Continue the article on setting up an AWS NAT gateway with Terraform, starting right after its last sentence.
━━━━━ Document extract
Setting up a NAT gateway on AWS using Terraform

We’re in the middle of migrating a lot of our infrastructure components to AWS. One thing that took me a while to wrap my head around is how to setup a VPC (Virtual Private Cloud) at AWS in a way that all our outgoing traffic is routed via a fixed IP address. In this article I will demonstrate how this can be done, using Terraform to setup all required resources at AWS.

Context

First we’ll look a bit more at the context in which we’re operating.

Let’s assume that we have the following setup:

  • we have a series of worker machines within a private network executing our business logics.
  • we don’t want these machines to be publicly reachable via the internet as we try to minimize any attack vectors
  • we need to access several external systems, which are out of our control and out of our local network.
  • we need to have a fixed IP (or a series of fixed IPs) for outgoing traffic, because some of the external systems use IP whitelisting to allow access.

Infrastructure setup

We’re loosely following the AWS tutorial at
https://aws.amazon.com/de/premiumsupport/knowledge-center/nat-gateway-vpc-private-subnet/

So let’s start and create our resources. First of all we need our actual VPC and a private subnet in which to place our EC2 instance.
━━━━━━━━━━
━━━━━ Material provided
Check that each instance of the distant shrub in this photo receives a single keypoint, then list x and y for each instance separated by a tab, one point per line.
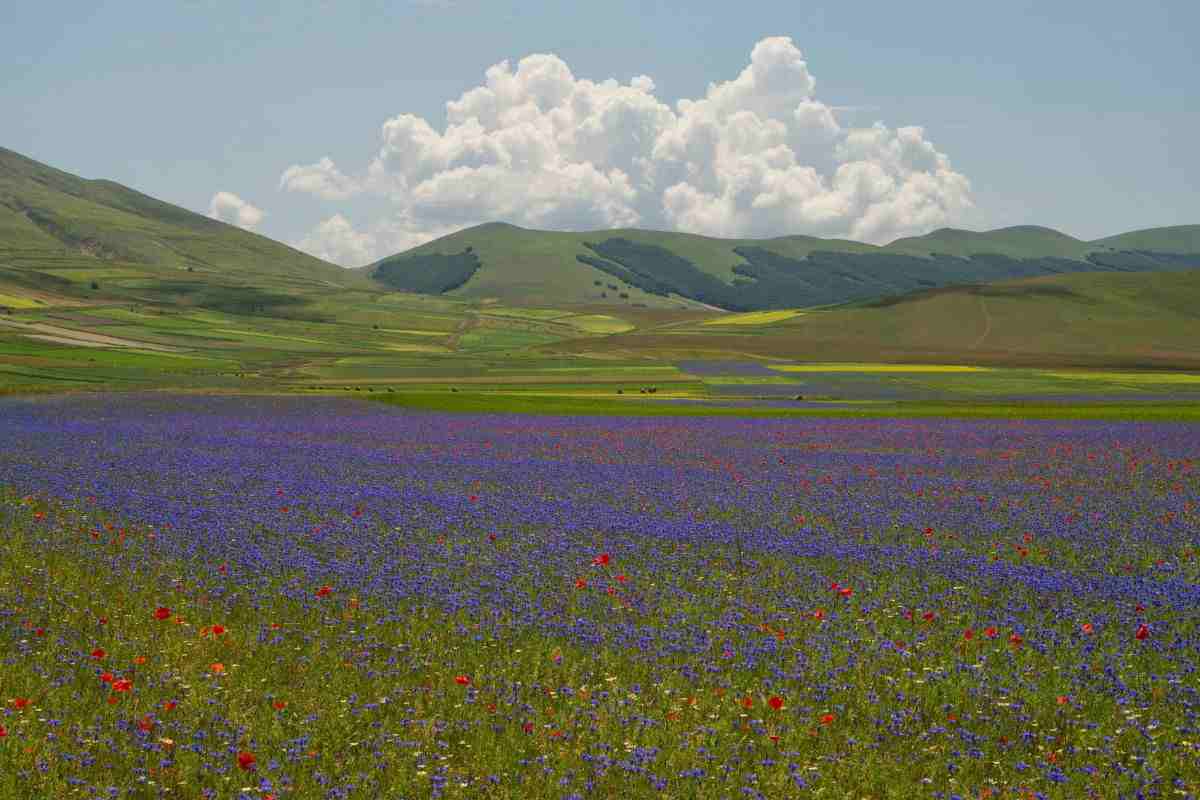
━━━━━━━━━━
- _Reply to the exercise_
From a network perspective things look like this:

Using Terraform these are the resources that we need to create:

provider "aws" {
  region = "eu-central-1"
}

resource "aws_vpc" "vpc" {
  cidr_block = "10.0.0.0/16"
  enable_dns_hostnames = true
  enable_dns_support = true
  tags = {
    "Name" = "Dummy"
  }
}

data "aws_availability_zones" "available" {}

resource "aws_subnet" "instance" {
  availability_zone = data.aws_availability_zones.available.names[0]
  cidr_block = "10.0.1.0/24"
  vpc_id = aws_vpc.vpc.id
  tags = {
    "Name" = "DummySubnetInstance"
  }
}

Now let’s put our instance inside the subnet. For this example we’re using a default Ubuntu image which will make it easy later on to verify that the connection actually works. For real use cases, this instance would need to be tailored.

resource "tls_private_key" "ssh" {
  algorithm = "RSA"
  rsa_bits  = 4096
}

resource "aws_key_pair" "ssh" {
  key_name = "DummyMachine"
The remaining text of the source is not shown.